On Wednesday evening, as he sat in the bar of the Four Seasons hotel on London’s Park Lane dressed in a casual shirt and ripped jeans, he was more determined than ever to rebuild his reputation and redouble efforts to turn Sports Direct into the world’s biggest and most profitable sports retailer.

 

“I’ve got balls of steel,” said Ashley. “Some investors have been great and have been very supportive. But some of these City people act like a bunch of cry babies. I’m not giving in. I think the shareholders will divide into two distinct camps. I want a loyal band of followers – long-term shareholders who aren’t on the phone every five minutes just because there’s a share-price movement up or down. Sports Direct should come with a government health warning – this stock is not for the fainthearted.”

 

It has taken Ashley more than two decades to build Sports Direct, so he finds the City’s short-term outlook dispiriting.

 

“I am building a long-term business,” he said. “I can’t spend all my time worrying if the share price goes up and down. It may drop to 80p, but over three years I am betting it will be nearer 800p. I have built the company over 25 years and I am planning the next 25 years. But all anyone wants to talk to me about is what happened in June.”

(Detection examples)
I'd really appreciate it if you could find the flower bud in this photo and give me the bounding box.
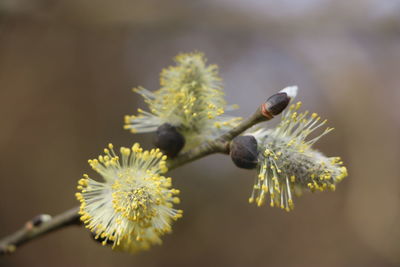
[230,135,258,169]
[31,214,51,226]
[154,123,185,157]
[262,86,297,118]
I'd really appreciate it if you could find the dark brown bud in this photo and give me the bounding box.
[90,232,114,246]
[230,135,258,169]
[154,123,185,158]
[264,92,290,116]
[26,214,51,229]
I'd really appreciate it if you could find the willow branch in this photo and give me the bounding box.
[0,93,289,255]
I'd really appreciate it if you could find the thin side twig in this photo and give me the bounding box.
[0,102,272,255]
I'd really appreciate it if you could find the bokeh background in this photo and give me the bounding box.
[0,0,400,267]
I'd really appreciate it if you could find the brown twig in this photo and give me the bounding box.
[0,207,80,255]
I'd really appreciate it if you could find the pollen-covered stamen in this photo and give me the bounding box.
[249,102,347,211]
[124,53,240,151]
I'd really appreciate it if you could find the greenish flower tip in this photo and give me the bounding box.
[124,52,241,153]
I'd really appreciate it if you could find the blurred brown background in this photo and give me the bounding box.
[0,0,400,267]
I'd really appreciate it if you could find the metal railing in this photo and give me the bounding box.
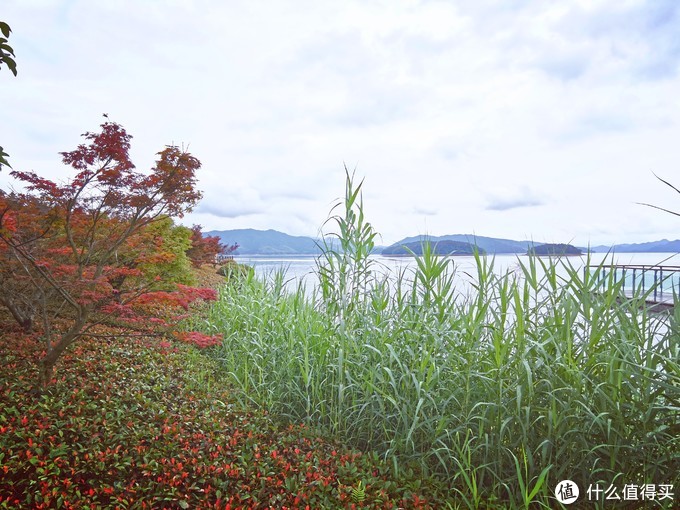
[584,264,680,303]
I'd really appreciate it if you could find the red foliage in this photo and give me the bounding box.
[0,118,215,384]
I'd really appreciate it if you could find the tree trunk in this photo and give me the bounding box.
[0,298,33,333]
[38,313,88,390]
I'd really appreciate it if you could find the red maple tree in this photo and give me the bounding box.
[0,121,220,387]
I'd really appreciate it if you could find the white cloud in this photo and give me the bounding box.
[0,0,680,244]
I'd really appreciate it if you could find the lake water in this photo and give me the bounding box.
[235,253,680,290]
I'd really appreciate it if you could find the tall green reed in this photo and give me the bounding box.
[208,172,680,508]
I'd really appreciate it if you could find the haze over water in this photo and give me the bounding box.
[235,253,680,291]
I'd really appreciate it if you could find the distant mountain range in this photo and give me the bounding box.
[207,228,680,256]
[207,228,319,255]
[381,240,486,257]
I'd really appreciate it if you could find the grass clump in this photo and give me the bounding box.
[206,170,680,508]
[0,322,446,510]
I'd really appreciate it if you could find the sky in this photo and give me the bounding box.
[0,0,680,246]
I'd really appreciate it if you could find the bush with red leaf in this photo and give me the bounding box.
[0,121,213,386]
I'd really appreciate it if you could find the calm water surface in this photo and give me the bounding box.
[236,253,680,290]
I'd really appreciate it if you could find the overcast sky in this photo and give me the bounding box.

Required tasks:
a) Render this sentence from the Sports Direct article in Spanish: "It has taken Ashley more than two decades to build Sports Direct, so he finds the City’s short-term outlook dispiriting."
b) Give a few more sentences of the Sports Direct article, picking up after its final quotation.

Per-task answers:
a) A Ashley le ha llevado más de dos décadas construir Sports Direct, por lo que la visión a corto plazo de la City le resulta desalentadora.

b)
The criticism has come thick and fast over the past few days. It would be easy to forget that Sports Direct’s 2007 numbers were in line with City forecasts and the business delivered a 31.8% increase in earnings before interest, tax, depreciation and amortisation to £191m for the year to the end of April.

 

Instead analysts focused on the failure to release like-for-like trading numbers. Ashley insists like-for-like sale figures make no sense in sports retailing.

 

“Every other year there is a big football tournament, so you are always comparing a tournament year with a nontournament year. We have always said that we wouldn’t give the figures, but then people turn around and act surprised when we don’t.”

 

His unconventional style has come under fire, notably after it emerged that Ashley settled a row over fees by playing a game of spoof, the coin guessing game, with Simon Mackenzie-Smith, head of UK investment banking at Merrill Lynch.

 

“What do I regret about it? I should have said ‘three’,” Ashley quips. (Ashley guessed two and lost the game.)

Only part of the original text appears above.